BEGIN Extract provided

There are certain things that are more difficult on video, because you only get a certain view at any one time. The TV camera is moving with the ball, so a certain player in a certain position might be off camera and you’re not seeing his behaviours and actions. Is he displaying the behaviours you want from that particular position? It might be recovery runs, his communication with his team-mates, his respect for officials.
One of our challenges moving forward is, when we do go live, establishing what are the things that we can only collect live and then making sure we absolutely nail them. And when we’re on video, what are the things we are comfortable we can assess and make sure we cover those too. Let’s not repeat processes across all the different mechanisms, let’s piece it together.
Scouting a player’s character
This is still one of our biggest areas for development.
What does a player represent as an individual? What do they represent as a team-mate? And are these the principles we look for?
When we get the opportunity to see a player live, in full view for 90 minutes with a warm-up as well, what information can we take from that to also form a picture of that player as a person and character as well?
Everybody knows social media is out there, as well as social media profiling, but can we go deeper to look at the traits of an individual, to the way they talk consistently? Perhaps they’ve done interviews and certain pieces to media and there are traits you can get out of that.

END Extract provided
BEGIN Dataset

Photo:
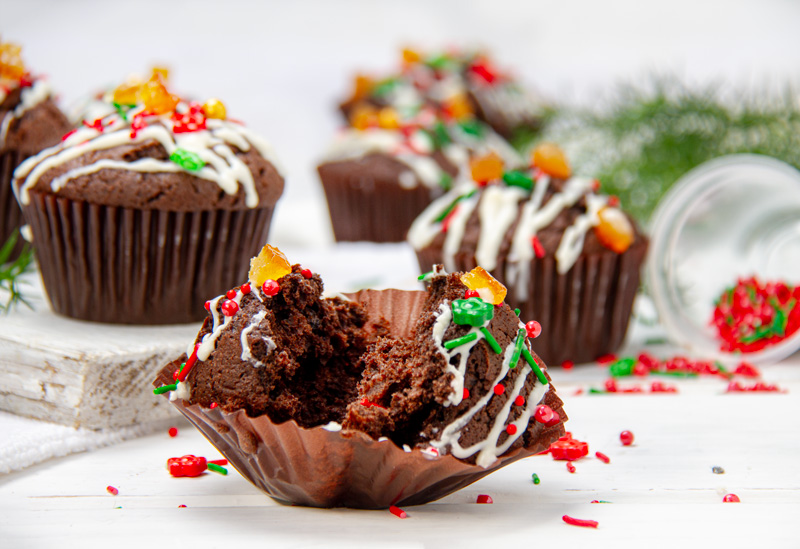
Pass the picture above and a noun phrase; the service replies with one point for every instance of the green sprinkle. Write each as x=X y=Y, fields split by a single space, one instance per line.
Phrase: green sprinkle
x=491 y=340
x=535 y=367
x=471 y=127
x=187 y=160
x=518 y=179
x=517 y=349
x=217 y=469
x=446 y=181
x=165 y=389
x=472 y=312
x=453 y=343
x=622 y=367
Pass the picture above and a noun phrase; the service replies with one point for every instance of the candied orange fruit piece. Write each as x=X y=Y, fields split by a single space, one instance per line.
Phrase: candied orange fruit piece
x=269 y=264
x=363 y=116
x=458 y=106
x=486 y=168
x=214 y=108
x=614 y=231
x=549 y=158
x=488 y=288
x=156 y=98
x=388 y=118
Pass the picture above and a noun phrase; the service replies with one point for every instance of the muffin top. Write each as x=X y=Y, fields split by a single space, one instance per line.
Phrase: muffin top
x=29 y=119
x=149 y=149
x=506 y=218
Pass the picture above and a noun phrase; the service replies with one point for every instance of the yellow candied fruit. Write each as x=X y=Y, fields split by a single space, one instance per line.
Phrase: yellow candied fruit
x=270 y=263
x=156 y=98
x=159 y=73
x=214 y=108
x=549 y=158
x=485 y=284
x=363 y=116
x=486 y=168
x=614 y=230
x=11 y=65
x=388 y=118
x=458 y=106
x=411 y=56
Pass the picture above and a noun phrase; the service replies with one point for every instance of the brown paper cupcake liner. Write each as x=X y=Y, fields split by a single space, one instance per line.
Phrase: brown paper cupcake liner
x=11 y=214
x=364 y=207
x=321 y=468
x=129 y=266
x=584 y=313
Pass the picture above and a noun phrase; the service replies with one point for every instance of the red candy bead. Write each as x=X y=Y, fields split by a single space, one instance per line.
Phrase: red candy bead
x=533 y=329
x=270 y=288
x=230 y=308
x=543 y=413
x=186 y=466
x=626 y=438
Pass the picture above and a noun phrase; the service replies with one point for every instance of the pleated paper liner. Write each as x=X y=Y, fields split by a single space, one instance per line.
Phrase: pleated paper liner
x=11 y=219
x=129 y=266
x=368 y=203
x=584 y=313
x=321 y=468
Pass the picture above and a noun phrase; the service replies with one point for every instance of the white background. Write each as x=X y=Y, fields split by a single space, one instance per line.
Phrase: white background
x=281 y=67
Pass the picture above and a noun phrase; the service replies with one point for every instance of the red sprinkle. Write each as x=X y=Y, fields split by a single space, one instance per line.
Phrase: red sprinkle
x=230 y=308
x=538 y=249
x=580 y=522
x=626 y=438
x=543 y=413
x=270 y=288
x=533 y=329
x=396 y=511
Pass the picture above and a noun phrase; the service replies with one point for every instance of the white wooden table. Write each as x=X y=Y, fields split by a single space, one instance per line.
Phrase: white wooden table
x=662 y=490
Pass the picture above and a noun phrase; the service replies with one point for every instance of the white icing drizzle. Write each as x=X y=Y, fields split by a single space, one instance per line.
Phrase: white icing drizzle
x=29 y=98
x=247 y=355
x=212 y=145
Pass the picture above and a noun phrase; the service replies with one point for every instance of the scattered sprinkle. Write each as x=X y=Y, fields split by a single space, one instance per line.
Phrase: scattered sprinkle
x=580 y=522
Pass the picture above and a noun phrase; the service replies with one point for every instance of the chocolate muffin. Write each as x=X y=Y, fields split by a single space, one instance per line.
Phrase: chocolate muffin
x=148 y=208
x=374 y=399
x=29 y=122
x=570 y=257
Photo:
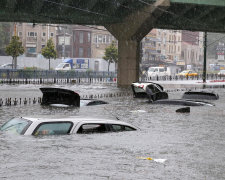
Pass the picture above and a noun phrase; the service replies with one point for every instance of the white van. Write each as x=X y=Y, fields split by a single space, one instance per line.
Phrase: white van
x=156 y=71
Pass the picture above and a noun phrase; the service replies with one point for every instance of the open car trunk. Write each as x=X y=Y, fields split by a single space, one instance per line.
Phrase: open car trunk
x=60 y=96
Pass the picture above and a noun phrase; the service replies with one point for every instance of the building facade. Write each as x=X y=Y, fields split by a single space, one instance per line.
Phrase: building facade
x=35 y=36
x=192 y=50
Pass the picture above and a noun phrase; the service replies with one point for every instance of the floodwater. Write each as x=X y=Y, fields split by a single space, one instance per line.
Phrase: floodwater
x=193 y=144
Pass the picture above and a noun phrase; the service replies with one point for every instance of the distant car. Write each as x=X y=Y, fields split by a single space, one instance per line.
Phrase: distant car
x=9 y=66
x=63 y=126
x=222 y=72
x=189 y=73
x=150 y=90
x=156 y=71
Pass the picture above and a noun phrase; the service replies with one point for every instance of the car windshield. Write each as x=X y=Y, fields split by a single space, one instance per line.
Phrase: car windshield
x=16 y=125
x=151 y=70
x=61 y=65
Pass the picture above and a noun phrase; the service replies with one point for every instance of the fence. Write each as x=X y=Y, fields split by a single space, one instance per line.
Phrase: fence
x=46 y=76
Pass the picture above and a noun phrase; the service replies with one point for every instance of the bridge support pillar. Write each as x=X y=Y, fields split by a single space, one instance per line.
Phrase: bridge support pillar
x=128 y=64
x=129 y=34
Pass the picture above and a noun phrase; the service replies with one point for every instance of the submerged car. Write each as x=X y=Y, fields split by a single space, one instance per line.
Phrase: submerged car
x=63 y=126
x=64 y=98
x=187 y=73
x=156 y=95
x=149 y=90
x=203 y=95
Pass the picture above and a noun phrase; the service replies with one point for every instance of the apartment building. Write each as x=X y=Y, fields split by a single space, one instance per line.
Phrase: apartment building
x=169 y=44
x=101 y=39
x=192 y=49
x=35 y=36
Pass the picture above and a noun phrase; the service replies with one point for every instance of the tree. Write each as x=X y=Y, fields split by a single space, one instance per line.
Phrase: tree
x=14 y=49
x=49 y=51
x=111 y=54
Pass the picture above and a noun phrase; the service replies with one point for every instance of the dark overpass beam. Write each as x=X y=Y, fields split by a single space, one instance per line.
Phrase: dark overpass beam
x=129 y=34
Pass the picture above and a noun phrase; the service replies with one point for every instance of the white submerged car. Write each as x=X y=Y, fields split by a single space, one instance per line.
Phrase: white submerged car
x=62 y=126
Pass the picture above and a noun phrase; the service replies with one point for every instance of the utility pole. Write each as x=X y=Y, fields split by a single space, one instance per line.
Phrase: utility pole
x=205 y=55
x=63 y=48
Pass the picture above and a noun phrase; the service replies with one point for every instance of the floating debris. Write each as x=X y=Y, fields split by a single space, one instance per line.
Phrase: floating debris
x=156 y=160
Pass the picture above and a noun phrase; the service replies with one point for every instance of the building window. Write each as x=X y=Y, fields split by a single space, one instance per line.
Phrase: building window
x=100 y=38
x=89 y=52
x=104 y=39
x=81 y=37
x=81 y=52
x=95 y=38
x=89 y=37
x=31 y=50
x=32 y=34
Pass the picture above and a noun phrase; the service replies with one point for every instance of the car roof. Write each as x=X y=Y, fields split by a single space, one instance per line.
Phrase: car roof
x=71 y=118
x=77 y=119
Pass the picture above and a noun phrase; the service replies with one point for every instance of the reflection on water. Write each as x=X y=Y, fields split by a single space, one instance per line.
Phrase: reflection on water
x=193 y=144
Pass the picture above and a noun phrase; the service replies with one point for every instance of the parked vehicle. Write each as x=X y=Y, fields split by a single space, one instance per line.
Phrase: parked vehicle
x=187 y=73
x=63 y=126
x=156 y=71
x=222 y=72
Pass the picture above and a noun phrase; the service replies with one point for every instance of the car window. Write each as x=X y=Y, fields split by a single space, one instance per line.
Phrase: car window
x=53 y=128
x=16 y=125
x=117 y=128
x=92 y=128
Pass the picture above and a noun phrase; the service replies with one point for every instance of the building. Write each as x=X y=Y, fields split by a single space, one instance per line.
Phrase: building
x=64 y=45
x=169 y=45
x=101 y=39
x=192 y=50
x=81 y=42
x=35 y=36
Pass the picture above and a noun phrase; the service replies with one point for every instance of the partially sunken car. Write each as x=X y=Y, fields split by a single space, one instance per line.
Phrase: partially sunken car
x=63 y=126
x=64 y=97
x=149 y=90
x=156 y=95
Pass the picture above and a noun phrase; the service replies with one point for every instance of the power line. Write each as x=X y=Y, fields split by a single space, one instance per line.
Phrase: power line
x=73 y=7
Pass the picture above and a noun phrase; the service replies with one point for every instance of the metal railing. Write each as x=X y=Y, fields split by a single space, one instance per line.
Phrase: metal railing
x=182 y=78
x=46 y=74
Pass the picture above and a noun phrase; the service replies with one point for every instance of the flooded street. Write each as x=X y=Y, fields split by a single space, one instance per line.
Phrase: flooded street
x=193 y=144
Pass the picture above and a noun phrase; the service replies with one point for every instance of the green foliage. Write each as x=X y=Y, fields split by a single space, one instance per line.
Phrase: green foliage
x=49 y=51
x=15 y=47
x=111 y=54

END Dataset

Goal of the exercise —
From the text on football scouting, copy word for word the stretch from "One of our challenges" through "areas for development.".

Final answer —
One of our challenges moving forward is, when we do go live, establishing what are the things that we can only collect live and then making sure we absolutely nail them. And when we’re on video, what are the things we are comfortable we can assess and make sure we cover those too. Let’s not repeat processes across all the different mechanisms, let’s piece it together.
Scouting a player’s character
This is still one of our biggest areas for development.